**Supplied passage**
◆ ◆ ◆
Under cgroups v1, each controller may be mounted against a separate cgroup filesystem that provides its own hierarchical organization of the processes on the system. It is also possible to comount multiple (or even all) cgroups v1 controllers against the same cgroup filesystem, meaning that the comounted controllers manage the same hierarchical organization of processes.

For each mounted hierarchy, the directory tree mirrors the control group hierarchy. Each control group is represented by a directory, with each of its child control cgroups represented as a child directory. For instance, /user/joe/1.session represents control group 1.session, which is a child of cgroup joe, which is a child of /user. Under each cgroup directory is a set of files which can be read or written to, reflecting resource limits and a few general cgroup properties.
◆ ◆ ◆
**Excerpted data**

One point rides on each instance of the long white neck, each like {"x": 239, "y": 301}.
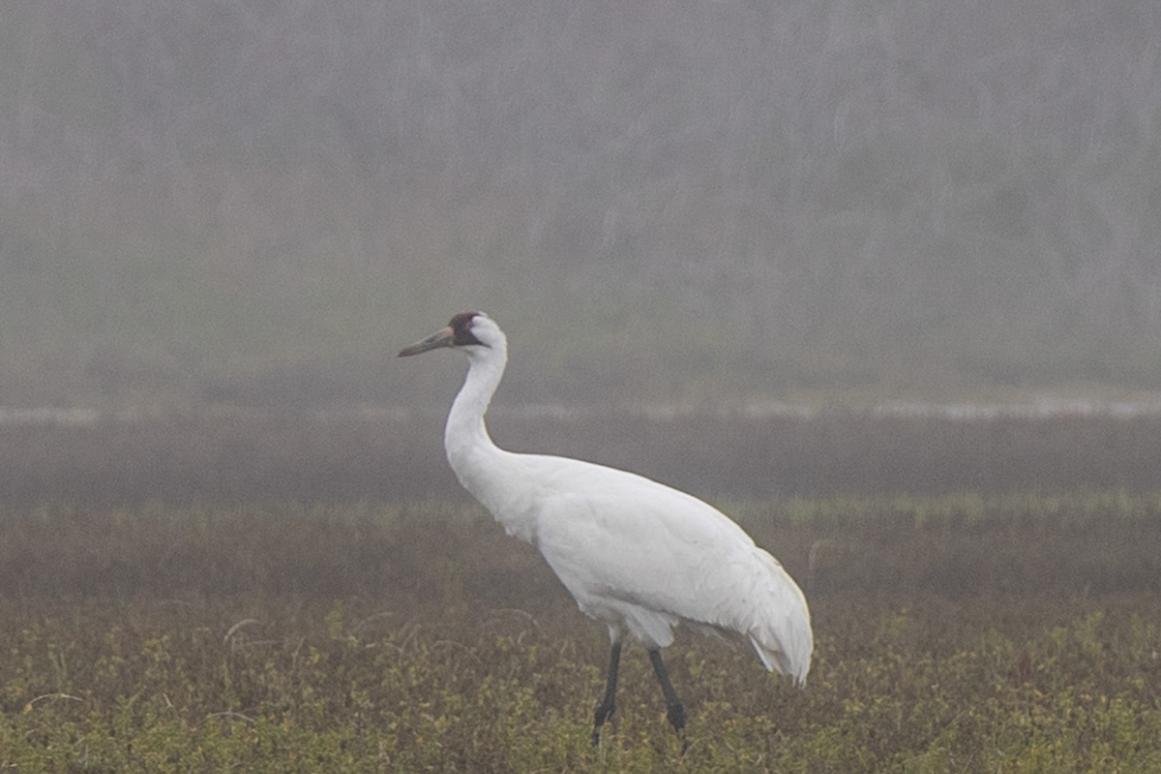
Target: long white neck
{"x": 466, "y": 435}
{"x": 491, "y": 475}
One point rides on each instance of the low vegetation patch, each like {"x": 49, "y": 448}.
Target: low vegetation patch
{"x": 963, "y": 633}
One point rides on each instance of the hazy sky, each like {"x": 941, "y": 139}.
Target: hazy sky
{"x": 204, "y": 201}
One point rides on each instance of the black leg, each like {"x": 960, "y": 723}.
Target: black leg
{"x": 673, "y": 709}
{"x": 607, "y": 704}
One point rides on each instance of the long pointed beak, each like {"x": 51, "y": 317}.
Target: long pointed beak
{"x": 441, "y": 338}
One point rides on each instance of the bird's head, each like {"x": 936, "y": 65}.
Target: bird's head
{"x": 471, "y": 332}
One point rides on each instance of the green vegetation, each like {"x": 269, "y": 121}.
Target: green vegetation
{"x": 957, "y": 633}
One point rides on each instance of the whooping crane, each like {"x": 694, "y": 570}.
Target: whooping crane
{"x": 636, "y": 555}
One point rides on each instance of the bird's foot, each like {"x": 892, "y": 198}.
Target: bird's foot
{"x": 676, "y": 715}
{"x": 604, "y": 713}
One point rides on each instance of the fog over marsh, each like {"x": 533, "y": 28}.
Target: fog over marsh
{"x": 259, "y": 202}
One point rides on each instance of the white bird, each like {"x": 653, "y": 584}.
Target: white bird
{"x": 637, "y": 555}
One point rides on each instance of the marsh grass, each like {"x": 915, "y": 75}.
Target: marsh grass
{"x": 959, "y": 633}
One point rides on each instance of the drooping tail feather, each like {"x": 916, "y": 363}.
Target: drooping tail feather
{"x": 781, "y": 634}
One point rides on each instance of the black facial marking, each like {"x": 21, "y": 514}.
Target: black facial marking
{"x": 461, "y": 325}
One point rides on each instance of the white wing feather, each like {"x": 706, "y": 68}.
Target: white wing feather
{"x": 642, "y": 555}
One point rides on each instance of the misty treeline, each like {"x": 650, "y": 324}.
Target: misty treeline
{"x": 262, "y": 201}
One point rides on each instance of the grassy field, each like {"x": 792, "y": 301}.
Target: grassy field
{"x": 1014, "y": 633}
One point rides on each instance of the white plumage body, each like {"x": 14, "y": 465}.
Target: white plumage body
{"x": 637, "y": 555}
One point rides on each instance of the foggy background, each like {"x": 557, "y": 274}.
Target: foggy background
{"x": 258, "y": 203}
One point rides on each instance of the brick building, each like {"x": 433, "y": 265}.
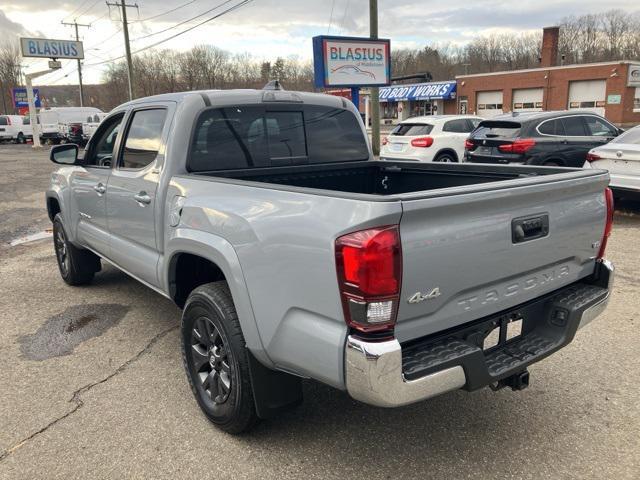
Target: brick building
{"x": 611, "y": 89}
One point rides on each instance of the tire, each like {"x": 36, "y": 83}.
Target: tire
{"x": 77, "y": 266}
{"x": 216, "y": 359}
{"x": 446, "y": 157}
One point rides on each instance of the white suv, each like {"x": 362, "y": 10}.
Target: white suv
{"x": 15, "y": 128}
{"x": 435, "y": 138}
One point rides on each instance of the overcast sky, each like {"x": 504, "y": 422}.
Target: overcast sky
{"x": 271, "y": 28}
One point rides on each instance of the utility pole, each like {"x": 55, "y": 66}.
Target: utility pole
{"x": 127, "y": 47}
{"x": 76, "y": 25}
{"x": 375, "y": 91}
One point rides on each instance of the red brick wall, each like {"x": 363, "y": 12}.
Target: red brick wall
{"x": 556, "y": 88}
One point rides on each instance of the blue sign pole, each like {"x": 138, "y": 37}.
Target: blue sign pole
{"x": 355, "y": 97}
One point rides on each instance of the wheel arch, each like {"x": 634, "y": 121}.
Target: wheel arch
{"x": 53, "y": 207}
{"x": 212, "y": 259}
{"x": 448, "y": 150}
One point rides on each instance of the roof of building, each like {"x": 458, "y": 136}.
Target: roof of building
{"x": 544, "y": 69}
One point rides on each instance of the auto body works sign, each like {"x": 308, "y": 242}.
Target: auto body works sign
{"x": 421, "y": 91}
{"x": 20, "y": 97}
{"x": 351, "y": 62}
{"x": 46, "y": 48}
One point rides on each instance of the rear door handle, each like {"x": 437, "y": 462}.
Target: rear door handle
{"x": 142, "y": 198}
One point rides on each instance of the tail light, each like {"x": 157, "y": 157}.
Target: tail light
{"x": 369, "y": 265}
{"x": 608, "y": 196}
{"x": 518, "y": 146}
{"x": 422, "y": 142}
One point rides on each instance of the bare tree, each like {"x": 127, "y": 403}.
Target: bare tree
{"x": 10, "y": 73}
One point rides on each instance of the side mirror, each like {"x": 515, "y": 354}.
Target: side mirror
{"x": 65, "y": 154}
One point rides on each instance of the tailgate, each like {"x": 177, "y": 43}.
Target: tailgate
{"x": 464, "y": 255}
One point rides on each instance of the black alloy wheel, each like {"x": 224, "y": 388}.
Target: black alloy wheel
{"x": 211, "y": 362}
{"x": 62, "y": 253}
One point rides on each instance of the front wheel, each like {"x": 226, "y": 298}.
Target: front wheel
{"x": 216, "y": 359}
{"x": 77, "y": 266}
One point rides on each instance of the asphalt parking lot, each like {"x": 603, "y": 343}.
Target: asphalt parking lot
{"x": 92, "y": 386}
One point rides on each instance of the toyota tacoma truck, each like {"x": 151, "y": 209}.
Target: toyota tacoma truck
{"x": 295, "y": 254}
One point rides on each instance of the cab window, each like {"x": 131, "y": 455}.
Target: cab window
{"x": 456, "y": 126}
{"x": 573, "y": 126}
{"x": 143, "y": 139}
{"x": 100, "y": 149}
{"x": 599, "y": 128}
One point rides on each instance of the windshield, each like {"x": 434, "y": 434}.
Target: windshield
{"x": 629, "y": 137}
{"x": 412, "y": 129}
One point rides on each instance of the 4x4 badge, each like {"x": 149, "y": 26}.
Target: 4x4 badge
{"x": 421, "y": 297}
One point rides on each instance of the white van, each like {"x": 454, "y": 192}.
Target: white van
{"x": 15, "y": 128}
{"x": 54, "y": 121}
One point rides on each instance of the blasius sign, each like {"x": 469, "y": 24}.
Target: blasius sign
{"x": 420, "y": 91}
{"x": 47, "y": 48}
{"x": 351, "y": 62}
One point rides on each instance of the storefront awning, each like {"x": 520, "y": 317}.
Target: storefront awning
{"x": 419, "y": 91}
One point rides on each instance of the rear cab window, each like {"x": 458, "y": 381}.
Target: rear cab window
{"x": 552, "y": 127}
{"x": 412, "y": 129}
{"x": 573, "y": 126}
{"x": 457, "y": 126}
{"x": 255, "y": 136}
◆ ◆ ◆
**Brief 1**
Rewrite the part of the cgroups passage between "Under cgroups v1, each" and "organization of processes.", inclusive, substituting "file system" for "filesystem".
**Brief 2**
Continue the passage on cgroups v1 from its final sentence.

**Written response 1**
Under cgroups v1, each controller may be mounted against a separate cgroup file system that provides its own hierarchical organization of the processes on the system. It is also possible to comount multiple (or even all) cgroups v1 controllers against the same cgroup file system, meaning that the comounted controllers manage the same hierarchical organization of processes.

**Written response 2**
Tasks (threads) versus processes In cgroups v1, a distinction is drawn between processes and tasks. In this view, a process can consist of multiple tasks (more commonly called threads, from a user-space perspective, and called such in the remainder of this man page). In cgroups v1, it is possible to independently manipulate the cgroup memberships of the threads in a process.

The cgroups v1 ability to split threads across different cgroups caused problems in some cases. For example, it made no sense for the memory controller, since all of the threads of a process share a single address space. Because of these problems, the ability to independently manipulate the cgroup memberships of the threads in a process was removed in the initial cgroups v2 implementation, and subsequently restored in a more limited form (see the discussion of "thread mode" below).

Mounting v1 controllers The use of cgroups requires a kernel built with the CONFIG_CGROUP option. In addition, each of the v1 controllers has an associated configuration option that must be set in order to employ that controller.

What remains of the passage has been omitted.